- THE RECORDS
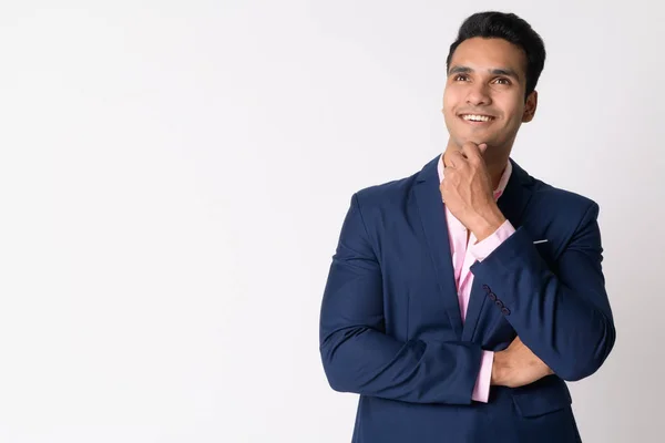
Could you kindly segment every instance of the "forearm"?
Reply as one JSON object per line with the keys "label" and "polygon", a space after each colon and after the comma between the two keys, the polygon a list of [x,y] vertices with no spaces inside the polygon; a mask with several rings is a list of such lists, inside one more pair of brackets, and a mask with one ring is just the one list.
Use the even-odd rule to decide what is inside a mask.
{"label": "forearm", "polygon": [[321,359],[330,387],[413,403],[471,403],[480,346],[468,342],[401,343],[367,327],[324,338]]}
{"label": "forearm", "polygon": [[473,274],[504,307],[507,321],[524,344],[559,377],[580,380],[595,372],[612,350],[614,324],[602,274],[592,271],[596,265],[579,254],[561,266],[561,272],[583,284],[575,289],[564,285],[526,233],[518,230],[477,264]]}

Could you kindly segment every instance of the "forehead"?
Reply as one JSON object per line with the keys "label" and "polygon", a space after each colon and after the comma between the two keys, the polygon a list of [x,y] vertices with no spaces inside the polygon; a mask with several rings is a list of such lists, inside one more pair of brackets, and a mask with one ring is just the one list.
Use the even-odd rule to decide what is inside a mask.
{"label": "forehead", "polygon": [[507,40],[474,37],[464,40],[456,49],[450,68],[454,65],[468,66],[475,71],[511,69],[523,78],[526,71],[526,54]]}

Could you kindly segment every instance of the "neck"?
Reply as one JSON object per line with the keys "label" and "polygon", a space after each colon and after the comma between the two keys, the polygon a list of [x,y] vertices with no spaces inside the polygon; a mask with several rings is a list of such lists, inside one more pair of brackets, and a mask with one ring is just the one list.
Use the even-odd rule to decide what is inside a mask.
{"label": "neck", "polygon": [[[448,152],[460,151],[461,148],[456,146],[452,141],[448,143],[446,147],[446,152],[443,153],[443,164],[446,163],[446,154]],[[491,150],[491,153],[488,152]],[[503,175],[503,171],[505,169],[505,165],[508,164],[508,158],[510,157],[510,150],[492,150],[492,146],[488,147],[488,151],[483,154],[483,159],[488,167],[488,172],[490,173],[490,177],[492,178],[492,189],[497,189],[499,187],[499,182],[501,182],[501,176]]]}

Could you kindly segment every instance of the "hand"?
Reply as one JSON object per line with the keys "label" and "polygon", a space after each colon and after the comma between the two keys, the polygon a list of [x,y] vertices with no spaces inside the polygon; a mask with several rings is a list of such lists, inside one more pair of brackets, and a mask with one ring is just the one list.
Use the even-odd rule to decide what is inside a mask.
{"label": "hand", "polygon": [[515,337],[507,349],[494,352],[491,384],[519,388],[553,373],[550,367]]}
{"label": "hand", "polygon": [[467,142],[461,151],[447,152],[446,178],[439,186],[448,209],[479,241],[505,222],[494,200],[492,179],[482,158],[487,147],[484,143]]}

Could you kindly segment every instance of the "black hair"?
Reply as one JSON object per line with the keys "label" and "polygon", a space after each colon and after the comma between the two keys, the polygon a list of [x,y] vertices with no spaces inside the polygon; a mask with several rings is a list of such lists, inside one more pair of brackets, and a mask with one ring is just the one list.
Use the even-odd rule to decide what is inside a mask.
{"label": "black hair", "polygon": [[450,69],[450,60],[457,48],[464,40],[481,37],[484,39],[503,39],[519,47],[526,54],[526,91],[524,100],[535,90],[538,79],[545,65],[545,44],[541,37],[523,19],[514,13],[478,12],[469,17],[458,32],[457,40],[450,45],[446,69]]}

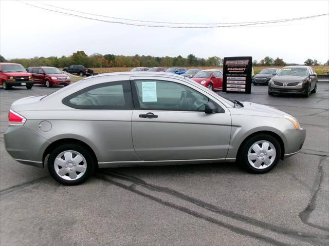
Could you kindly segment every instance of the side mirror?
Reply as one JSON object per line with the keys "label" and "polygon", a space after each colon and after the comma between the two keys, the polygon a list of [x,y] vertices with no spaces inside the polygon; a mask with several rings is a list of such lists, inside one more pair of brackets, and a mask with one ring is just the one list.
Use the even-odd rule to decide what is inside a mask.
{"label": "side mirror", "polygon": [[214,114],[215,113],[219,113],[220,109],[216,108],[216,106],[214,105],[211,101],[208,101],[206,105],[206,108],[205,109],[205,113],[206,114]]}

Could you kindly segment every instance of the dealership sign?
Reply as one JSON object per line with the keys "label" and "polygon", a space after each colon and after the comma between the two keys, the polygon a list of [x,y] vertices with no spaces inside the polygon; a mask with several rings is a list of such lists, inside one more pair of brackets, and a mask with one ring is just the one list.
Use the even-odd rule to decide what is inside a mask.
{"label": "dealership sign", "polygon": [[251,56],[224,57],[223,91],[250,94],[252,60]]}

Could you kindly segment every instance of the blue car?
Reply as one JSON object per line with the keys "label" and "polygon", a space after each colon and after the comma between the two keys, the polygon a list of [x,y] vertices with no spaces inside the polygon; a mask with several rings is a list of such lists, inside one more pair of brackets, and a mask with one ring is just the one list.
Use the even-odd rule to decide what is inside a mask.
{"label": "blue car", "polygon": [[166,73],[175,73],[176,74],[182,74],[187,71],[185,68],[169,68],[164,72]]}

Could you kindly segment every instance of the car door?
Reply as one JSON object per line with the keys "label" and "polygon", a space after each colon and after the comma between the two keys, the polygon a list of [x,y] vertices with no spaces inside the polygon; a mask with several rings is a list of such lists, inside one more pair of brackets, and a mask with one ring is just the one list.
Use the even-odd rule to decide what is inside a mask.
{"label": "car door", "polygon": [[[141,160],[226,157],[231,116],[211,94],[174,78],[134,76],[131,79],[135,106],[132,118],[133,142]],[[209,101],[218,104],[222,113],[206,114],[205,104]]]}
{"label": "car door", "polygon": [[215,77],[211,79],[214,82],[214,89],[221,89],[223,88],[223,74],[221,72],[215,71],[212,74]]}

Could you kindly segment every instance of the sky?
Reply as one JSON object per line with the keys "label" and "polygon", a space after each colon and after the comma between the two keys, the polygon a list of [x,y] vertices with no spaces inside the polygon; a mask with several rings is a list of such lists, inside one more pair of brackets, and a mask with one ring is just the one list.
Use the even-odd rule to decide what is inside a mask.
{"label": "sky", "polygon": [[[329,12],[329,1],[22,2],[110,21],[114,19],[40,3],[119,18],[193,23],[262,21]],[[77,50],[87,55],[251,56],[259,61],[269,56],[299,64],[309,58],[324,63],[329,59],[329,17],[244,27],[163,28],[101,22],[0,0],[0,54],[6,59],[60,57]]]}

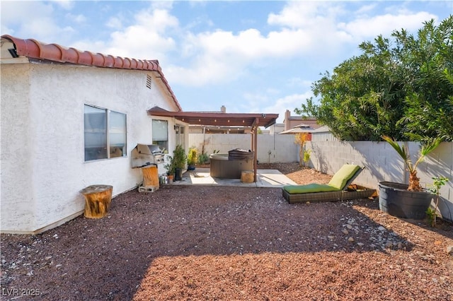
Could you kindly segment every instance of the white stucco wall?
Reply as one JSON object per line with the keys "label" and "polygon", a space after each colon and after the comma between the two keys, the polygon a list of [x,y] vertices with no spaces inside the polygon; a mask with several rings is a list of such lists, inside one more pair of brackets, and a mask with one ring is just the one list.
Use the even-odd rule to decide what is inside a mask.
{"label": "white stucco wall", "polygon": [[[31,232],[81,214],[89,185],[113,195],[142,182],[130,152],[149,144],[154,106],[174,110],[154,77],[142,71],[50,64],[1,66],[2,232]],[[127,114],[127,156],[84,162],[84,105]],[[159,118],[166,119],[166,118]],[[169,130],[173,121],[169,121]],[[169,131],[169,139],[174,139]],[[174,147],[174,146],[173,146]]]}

--

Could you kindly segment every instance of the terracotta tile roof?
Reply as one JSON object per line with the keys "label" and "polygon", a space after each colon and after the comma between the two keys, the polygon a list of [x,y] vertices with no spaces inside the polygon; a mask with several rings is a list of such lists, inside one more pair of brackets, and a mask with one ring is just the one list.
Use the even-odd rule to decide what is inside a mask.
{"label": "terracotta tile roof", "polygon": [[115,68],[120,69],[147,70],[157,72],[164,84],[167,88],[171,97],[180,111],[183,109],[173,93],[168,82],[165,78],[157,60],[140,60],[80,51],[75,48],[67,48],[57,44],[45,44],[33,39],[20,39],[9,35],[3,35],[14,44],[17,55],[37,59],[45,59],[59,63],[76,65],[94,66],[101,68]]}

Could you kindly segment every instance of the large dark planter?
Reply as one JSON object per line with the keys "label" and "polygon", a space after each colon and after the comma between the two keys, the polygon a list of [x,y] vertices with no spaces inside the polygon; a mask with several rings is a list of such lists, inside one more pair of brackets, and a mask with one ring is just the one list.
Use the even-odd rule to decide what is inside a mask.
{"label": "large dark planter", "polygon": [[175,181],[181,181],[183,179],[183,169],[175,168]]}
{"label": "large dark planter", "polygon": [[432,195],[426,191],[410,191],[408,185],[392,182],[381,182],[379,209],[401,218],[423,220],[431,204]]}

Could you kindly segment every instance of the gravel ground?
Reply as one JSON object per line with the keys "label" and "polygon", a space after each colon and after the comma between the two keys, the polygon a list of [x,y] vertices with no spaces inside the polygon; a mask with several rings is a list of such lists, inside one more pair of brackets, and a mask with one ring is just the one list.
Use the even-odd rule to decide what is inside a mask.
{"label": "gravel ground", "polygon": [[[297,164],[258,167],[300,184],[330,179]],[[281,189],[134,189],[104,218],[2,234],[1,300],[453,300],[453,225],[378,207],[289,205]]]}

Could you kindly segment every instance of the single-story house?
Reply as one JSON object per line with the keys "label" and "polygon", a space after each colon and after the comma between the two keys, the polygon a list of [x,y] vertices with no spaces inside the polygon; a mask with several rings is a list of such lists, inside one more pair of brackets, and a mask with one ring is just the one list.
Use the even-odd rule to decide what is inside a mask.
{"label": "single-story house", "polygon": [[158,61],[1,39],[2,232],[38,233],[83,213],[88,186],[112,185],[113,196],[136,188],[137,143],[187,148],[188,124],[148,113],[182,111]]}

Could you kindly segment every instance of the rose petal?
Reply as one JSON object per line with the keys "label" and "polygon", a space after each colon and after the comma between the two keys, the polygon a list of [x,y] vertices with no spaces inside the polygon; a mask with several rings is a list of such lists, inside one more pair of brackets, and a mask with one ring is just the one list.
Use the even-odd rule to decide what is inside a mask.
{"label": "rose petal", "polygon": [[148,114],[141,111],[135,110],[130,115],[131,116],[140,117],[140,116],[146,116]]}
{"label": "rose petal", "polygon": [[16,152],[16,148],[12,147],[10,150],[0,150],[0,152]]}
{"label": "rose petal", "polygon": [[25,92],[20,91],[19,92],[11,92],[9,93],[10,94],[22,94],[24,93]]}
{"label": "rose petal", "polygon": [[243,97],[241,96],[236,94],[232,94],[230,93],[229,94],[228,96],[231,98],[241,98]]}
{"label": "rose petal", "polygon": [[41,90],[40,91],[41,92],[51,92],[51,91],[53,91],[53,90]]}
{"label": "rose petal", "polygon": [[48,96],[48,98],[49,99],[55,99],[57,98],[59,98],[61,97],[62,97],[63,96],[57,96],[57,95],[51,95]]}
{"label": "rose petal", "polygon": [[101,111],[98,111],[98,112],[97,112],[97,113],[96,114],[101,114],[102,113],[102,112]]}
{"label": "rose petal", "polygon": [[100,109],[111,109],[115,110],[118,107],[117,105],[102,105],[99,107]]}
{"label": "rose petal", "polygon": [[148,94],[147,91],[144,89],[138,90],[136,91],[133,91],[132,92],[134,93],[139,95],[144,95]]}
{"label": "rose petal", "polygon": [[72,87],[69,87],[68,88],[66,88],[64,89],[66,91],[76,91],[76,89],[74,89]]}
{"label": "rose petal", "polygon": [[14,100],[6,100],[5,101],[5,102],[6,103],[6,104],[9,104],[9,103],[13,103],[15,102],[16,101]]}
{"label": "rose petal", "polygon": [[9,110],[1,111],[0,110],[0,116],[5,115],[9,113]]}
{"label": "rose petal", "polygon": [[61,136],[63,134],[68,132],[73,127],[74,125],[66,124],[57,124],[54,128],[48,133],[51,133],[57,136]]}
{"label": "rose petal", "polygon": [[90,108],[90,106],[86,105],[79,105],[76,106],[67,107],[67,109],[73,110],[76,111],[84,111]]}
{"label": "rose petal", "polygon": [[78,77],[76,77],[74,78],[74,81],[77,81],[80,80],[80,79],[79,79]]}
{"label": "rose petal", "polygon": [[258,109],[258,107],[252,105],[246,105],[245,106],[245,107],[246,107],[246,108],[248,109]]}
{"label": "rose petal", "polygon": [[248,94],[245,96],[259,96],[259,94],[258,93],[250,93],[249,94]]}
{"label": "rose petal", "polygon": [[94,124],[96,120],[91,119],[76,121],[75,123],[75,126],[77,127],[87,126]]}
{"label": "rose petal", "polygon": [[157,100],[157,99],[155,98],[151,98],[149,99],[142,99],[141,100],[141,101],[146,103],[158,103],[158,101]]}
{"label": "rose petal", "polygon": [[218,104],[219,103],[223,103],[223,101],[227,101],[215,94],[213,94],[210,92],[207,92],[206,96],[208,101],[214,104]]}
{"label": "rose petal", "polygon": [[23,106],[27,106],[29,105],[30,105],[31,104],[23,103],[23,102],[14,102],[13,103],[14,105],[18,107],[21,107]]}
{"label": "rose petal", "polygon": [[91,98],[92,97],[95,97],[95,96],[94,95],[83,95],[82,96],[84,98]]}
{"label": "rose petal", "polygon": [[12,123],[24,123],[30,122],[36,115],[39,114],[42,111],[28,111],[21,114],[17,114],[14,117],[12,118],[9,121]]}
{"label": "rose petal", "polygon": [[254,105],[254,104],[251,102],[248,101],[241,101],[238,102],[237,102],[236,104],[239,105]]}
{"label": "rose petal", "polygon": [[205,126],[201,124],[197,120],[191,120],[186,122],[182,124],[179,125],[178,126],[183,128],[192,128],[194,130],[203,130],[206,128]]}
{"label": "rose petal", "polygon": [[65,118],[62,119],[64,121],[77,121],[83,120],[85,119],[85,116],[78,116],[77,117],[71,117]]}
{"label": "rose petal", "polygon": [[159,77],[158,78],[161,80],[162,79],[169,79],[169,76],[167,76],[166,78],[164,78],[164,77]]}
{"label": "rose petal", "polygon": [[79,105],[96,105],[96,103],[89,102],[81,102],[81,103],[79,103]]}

- YOUR OBJECTIVE
Count the lines in the items above that contain the string "sign". Reply with the number alone.

- TASK SOLUTION
2